Items listed in a dataset:

__________

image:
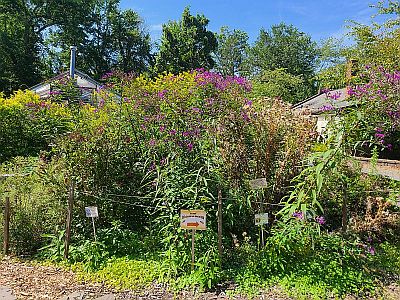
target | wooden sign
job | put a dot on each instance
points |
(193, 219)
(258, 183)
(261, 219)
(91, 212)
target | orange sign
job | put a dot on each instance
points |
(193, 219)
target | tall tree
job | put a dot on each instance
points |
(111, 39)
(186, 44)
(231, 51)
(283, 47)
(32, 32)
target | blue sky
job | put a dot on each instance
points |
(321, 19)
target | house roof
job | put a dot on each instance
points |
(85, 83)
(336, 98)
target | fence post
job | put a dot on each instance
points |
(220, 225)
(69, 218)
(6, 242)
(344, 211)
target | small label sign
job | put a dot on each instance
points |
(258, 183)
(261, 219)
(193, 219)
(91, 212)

__________

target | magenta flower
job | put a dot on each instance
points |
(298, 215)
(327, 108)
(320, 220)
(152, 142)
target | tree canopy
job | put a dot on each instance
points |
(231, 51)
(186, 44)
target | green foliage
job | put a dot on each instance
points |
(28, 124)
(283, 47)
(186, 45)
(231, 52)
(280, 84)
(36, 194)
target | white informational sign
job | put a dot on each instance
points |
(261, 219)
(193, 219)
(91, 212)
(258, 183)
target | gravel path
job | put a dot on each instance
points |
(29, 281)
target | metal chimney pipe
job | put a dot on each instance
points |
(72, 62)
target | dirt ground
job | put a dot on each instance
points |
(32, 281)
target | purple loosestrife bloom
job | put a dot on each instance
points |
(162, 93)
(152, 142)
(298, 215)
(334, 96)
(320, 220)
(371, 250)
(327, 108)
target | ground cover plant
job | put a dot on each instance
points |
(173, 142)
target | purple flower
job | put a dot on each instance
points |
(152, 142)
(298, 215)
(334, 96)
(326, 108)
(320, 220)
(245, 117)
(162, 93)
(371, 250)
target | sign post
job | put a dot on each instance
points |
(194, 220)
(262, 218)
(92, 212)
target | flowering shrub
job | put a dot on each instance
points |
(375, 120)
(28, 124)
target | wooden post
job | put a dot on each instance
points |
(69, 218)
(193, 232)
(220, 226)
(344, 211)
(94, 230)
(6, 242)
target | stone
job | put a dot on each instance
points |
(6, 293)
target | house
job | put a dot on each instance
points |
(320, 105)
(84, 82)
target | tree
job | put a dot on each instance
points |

__________

Problem requirements:
Show every line of the items above that contains the word "wooden".

Exercise solution:
target | wooden sign
target | wooden post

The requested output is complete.